§ **Prompt**
Rewrite every line of the data, requests included, beginning at the line that has "shaped like [390,54]." and stopping after the end of the data. Increase each coordinate in the pointer outputs by 39.

§ **Dataset excerpts on object pointing**
---

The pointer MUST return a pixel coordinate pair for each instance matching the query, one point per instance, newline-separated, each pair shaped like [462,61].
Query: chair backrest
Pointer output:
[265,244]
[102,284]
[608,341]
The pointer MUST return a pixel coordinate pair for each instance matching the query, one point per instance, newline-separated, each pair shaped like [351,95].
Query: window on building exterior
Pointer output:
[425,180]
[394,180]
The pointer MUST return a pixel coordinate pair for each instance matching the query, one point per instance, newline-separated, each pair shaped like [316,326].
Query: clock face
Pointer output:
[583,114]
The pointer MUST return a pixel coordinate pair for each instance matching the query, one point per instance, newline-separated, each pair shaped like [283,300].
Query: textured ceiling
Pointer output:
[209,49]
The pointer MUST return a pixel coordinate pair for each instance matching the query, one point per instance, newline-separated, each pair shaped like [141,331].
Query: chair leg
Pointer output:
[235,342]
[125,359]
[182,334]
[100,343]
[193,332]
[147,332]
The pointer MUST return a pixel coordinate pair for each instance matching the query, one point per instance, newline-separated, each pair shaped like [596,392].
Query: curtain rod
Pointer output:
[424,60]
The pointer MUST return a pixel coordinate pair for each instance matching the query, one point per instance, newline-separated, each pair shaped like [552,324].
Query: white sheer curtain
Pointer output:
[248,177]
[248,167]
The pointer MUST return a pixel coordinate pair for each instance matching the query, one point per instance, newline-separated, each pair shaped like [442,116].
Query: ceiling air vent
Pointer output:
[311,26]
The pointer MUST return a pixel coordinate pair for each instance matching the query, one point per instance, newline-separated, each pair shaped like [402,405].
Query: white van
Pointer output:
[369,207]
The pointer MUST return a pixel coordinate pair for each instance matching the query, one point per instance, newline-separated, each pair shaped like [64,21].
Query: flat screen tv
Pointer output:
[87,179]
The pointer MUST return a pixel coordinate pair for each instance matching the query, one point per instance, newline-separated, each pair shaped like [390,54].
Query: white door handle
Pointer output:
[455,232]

---

§ **Answer below**
The pointer MUST return a pixel coordinate pair for each instance matching the query, one point per instance, newline-separated, each pair shaped like [390,54].
Query: white door handle
Pointer output:
[494,271]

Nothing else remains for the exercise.